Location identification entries
_ _ _ _
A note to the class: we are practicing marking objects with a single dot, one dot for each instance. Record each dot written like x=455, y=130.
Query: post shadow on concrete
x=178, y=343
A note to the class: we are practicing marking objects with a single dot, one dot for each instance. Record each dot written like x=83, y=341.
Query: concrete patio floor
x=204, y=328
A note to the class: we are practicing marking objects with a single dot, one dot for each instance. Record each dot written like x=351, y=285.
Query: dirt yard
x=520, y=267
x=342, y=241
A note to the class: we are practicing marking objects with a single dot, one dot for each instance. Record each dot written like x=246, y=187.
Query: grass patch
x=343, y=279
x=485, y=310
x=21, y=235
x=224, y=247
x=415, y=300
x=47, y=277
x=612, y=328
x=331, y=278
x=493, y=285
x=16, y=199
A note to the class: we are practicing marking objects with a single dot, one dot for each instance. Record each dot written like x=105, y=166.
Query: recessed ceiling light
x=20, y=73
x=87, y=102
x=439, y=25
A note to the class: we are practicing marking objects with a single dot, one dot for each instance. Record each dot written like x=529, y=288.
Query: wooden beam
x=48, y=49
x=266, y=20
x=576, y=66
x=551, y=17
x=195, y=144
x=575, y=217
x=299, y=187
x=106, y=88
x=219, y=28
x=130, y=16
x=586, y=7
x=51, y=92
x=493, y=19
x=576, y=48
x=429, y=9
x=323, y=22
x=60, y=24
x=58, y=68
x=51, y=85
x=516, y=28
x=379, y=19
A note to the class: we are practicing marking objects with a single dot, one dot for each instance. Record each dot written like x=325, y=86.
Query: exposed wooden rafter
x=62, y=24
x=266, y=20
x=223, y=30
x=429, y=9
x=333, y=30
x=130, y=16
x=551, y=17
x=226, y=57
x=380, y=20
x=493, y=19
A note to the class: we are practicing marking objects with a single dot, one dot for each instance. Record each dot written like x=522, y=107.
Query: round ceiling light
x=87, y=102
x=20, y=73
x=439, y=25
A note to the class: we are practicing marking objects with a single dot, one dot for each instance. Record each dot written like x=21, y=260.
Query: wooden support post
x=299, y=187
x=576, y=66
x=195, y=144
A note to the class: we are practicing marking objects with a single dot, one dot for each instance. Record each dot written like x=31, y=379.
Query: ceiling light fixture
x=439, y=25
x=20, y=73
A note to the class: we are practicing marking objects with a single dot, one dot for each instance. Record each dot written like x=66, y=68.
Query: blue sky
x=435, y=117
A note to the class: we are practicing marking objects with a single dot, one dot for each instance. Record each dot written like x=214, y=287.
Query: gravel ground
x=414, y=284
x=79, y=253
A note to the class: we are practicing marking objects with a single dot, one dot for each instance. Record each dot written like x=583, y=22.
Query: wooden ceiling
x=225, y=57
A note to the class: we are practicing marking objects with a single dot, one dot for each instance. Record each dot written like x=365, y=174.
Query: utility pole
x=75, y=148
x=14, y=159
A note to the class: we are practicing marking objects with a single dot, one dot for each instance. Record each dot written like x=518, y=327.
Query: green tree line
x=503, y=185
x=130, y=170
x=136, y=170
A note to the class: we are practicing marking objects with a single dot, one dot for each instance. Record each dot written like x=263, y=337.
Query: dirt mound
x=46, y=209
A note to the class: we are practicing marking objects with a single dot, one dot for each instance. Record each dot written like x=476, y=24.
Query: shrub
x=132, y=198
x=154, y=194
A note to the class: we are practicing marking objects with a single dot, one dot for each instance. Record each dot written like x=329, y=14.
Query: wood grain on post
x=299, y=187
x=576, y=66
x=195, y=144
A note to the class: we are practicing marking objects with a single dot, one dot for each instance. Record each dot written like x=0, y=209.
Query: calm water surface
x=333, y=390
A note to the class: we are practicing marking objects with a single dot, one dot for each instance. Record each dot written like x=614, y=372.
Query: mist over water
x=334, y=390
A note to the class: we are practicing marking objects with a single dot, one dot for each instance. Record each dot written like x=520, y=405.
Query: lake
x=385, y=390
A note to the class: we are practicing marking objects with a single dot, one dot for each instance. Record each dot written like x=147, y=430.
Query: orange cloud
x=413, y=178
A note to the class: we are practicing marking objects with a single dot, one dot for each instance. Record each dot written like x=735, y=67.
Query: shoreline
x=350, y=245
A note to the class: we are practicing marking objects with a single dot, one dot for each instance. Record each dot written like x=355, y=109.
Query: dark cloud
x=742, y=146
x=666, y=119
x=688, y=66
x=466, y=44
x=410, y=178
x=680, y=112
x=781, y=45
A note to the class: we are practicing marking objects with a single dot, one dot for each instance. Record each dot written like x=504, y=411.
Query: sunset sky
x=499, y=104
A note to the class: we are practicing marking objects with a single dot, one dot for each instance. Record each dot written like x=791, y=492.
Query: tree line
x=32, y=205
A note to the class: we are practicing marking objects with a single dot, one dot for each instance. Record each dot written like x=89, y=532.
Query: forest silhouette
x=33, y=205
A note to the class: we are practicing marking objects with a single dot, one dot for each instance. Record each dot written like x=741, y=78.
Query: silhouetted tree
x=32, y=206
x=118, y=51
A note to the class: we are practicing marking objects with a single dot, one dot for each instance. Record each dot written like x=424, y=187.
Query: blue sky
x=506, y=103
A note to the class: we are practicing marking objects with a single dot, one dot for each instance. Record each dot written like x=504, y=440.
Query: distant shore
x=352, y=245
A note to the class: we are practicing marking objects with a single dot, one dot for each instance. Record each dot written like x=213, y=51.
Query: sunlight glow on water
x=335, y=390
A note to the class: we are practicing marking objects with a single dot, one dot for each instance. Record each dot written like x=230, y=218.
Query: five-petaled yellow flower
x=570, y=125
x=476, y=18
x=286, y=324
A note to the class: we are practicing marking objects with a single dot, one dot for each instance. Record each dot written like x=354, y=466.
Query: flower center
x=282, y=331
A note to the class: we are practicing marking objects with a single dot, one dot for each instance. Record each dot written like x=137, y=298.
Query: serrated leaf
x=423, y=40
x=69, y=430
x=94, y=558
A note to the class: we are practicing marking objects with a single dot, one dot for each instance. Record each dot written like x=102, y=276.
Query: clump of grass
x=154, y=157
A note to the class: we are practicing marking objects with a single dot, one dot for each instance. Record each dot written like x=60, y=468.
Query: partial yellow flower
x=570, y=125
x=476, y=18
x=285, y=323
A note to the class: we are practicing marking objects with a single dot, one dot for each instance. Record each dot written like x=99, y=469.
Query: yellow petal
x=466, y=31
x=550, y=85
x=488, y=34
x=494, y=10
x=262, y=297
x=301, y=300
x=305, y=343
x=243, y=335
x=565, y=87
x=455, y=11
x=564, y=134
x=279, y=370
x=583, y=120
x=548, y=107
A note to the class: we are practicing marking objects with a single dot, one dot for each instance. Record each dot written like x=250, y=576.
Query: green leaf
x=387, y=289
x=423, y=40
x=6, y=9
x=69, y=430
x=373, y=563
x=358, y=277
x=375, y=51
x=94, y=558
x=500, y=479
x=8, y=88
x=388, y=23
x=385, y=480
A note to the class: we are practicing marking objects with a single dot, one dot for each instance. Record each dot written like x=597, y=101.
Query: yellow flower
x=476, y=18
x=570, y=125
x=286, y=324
_ _ _ _
__Aim__: Reproduce the items above word for word, covering every one of them.

__Response__:
A note to the class: we are practicing marking objects with a single dot, one dot for each instance. Record each dot written like x=455, y=130.
Query: post shadow on concrete
x=178, y=343
A note to the class: we are practicing marking objects with a single dot, one dot for each instance. Record each dot written like x=83, y=341.
Query: concrete patio floor
x=204, y=328
A note to the class: we are practicing marking objects with a single dot, one dot for each instance. Record each dot written like x=351, y=285.
Query: dirt yard
x=520, y=267
x=342, y=241
A note to the class: we are practicing marking objects with a single dot, one dot for each instance. Record each dot written like x=246, y=187.
Query: grass patch
x=343, y=279
x=485, y=310
x=21, y=235
x=224, y=247
x=415, y=300
x=47, y=277
x=612, y=328
x=331, y=278
x=493, y=285
x=16, y=199
A note to the class: we are practicing marking objects with a single dot, one dot for each instance. Record each dot written like x=105, y=166.
Query: recessed ceiling light
x=20, y=73
x=87, y=102
x=439, y=25
A note to the class: we are practicing marking objects with a single dot, one dot for each instance. Record each dot written like x=529, y=288.
Query: wooden beam
x=48, y=49
x=266, y=20
x=576, y=66
x=551, y=17
x=195, y=144
x=575, y=217
x=299, y=187
x=106, y=88
x=219, y=28
x=130, y=16
x=586, y=7
x=51, y=92
x=493, y=19
x=576, y=48
x=429, y=9
x=323, y=22
x=60, y=24
x=58, y=68
x=51, y=85
x=516, y=28
x=379, y=19
A note to the class: we are practicing marking objects with a single dot, one dot for each instance. Record each dot written like x=325, y=86.
Query: exposed wooden rafter
x=62, y=24
x=266, y=20
x=223, y=30
x=429, y=9
x=333, y=30
x=130, y=16
x=551, y=17
x=226, y=57
x=380, y=20
x=493, y=19
A note to the class: we are practicing marking objects with a single dot, one dot for each instance. Record each dot written like x=522, y=107.
Query: round ceiling light
x=87, y=102
x=20, y=73
x=439, y=25
A note to the class: we are practicing marking objects with a single dot, one dot for each instance. Record each dot written like x=21, y=260.
Query: wooden support post
x=299, y=187
x=576, y=66
x=195, y=144
A note to the class: we are practicing marking objects with a single dot, one dot for each instance. Record each dot written like x=31, y=379.
Query: ceiling light fixture
x=439, y=25
x=20, y=73
A note to the class: we are practicing marking objects with a single dot, one dot for each instance. Record each dot written like x=66, y=68.
Query: blue sky
x=435, y=117
A note to the class: we are practicing marking objects with a single dot, one dot for each instance. Record each dot written like x=214, y=287.
Query: gravel ground
x=414, y=284
x=79, y=253
A note to the class: we are practicing marking objects with a single dot, one dot for each instance. Record each dot written like x=583, y=22.
Query: wooden ceiling
x=225, y=57
A note to the class: we are practicing marking objects with a single dot, one dot for each instance. Record each dot written like x=365, y=174.
Query: utility pole
x=75, y=148
x=14, y=159
A note to the class: we are practicing marking objects with a single dot, one dot for each instance. Record each dot written like x=518, y=327.
Query: green tree line
x=503, y=185
x=130, y=170
x=136, y=170
A note to the class: we are practicing marking objects with a single dot, one dot for each instance. Record each dot written like x=263, y=337.
Query: dirt mound
x=46, y=209
A note to the class: we are practicing marking objects with a single dot, one dot for each instance. Record each dot written like x=476, y=24.
Query: shrub
x=132, y=198
x=154, y=194
A note to the class: we are practicing marking objects with a single dot, one dot for each instance. Record each dot written like x=329, y=14.
Query: wood grain on post
x=299, y=187
x=576, y=66
x=195, y=144
A note to the class: we are practicing marking objects with a single dot, one dot for each instance. Record each dot written like x=0, y=209.
Query: calm water surface
x=333, y=390
A note to the class: we are practicing marking objects with a single dot, one dot for each instance. Record each dot written like x=614, y=372.
Query: mist over water
x=334, y=390
A note to the class: we are practicing marking objects with a single dot, one dot for each instance. Record each dot written like x=520, y=405.
Query: lake
x=385, y=390
A note to the class: we are practicing marking objects with a single dot, one dot for each instance. Record each dot written like x=147, y=430.
Query: orange cloud
x=413, y=178
A note to the class: we are practicing marking objects with a single dot, one dot for each instance. Record each dot written like x=735, y=67.
Query: shoreline
x=350, y=245
A note to the class: we are practicing marking objects with a single dot, one dot for each instance. Record each dot written like x=355, y=109.
Query: dark cloud
x=742, y=146
x=666, y=119
x=688, y=66
x=466, y=44
x=410, y=178
x=680, y=112
x=781, y=45
A note to the class: we are practicing marking objects with a single dot, one dot for each instance. Record each dot written like x=504, y=411.
Query: sunset sky
x=499, y=104
A note to the class: we are practicing marking objects with a single dot, one dot for each instance. Record each dot written like x=791, y=492.
Query: tree line
x=32, y=205
A note to the class: we are practicing marking objects with a single dot, one dot for each instance. Record each dot written like x=89, y=532.
Query: forest silhouette
x=33, y=205
A note to the class: we are practicing marking objects with a single dot, one dot for each instance. Record each dot written like x=741, y=78.
Query: silhouetted tree
x=32, y=206
x=118, y=51
A note to the class: we are practicing marking objects with a single dot, one dot for each instance. Record each dot written like x=424, y=187.
Query: blue sky
x=506, y=103
A note to the class: we are practicing marking objects with a single dot, one dot for each instance. Record each dot written like x=504, y=440.
Query: distant shore
x=352, y=245
A note to the class: we are practicing marking objects with a single dot, one dot for each instance. Record each dot written like x=213, y=51.
Query: sunlight glow on water
x=335, y=390
A note to the class: we are practicing marking objects with a single dot, one dot for each instance. Record each dot written like x=230, y=218.
Query: five-petaled yellow flower
x=570, y=125
x=476, y=18
x=286, y=324
A note to the class: we are practicing marking objects with a single dot, one dot for each instance. Record each dot written like x=354, y=466.
Query: flower center
x=282, y=331
A note to the class: we are practicing marking objects with a single dot, one dot for each instance. Record each dot written like x=137, y=298.
Query: serrated leaf
x=423, y=40
x=69, y=430
x=94, y=558
A note to the class: we are practicing marking objects with a single dot, one dot for each instance. Record each dot written like x=102, y=276.
Query: clump of grass
x=154, y=157
A note to the class: we are practicing marking objects with a single dot, one dot for each instance. Record each dot written like x=60, y=468.
Query: partial yellow flower
x=570, y=125
x=476, y=18
x=285, y=323
A note to the class: we are practicing marking objects with a single dot, one dot for each instance. Record each dot written like x=99, y=469.
Query: yellow petal
x=466, y=31
x=550, y=85
x=488, y=34
x=494, y=10
x=262, y=297
x=301, y=300
x=305, y=343
x=243, y=335
x=565, y=87
x=455, y=11
x=564, y=134
x=279, y=370
x=583, y=120
x=548, y=107
A note to the class: we are practicing marking objects with a single dot, one dot for each instance. Record each dot written like x=250, y=576.
Query: green leaf
x=387, y=289
x=423, y=40
x=6, y=9
x=69, y=430
x=373, y=563
x=358, y=277
x=375, y=51
x=94, y=558
x=500, y=479
x=8, y=88
x=388, y=23
x=385, y=480
A note to the class: we are practicing marking objects with a single dot, one dot for each instance. Record each dot written like x=597, y=101.
Query: yellow flower
x=476, y=18
x=570, y=125
x=286, y=324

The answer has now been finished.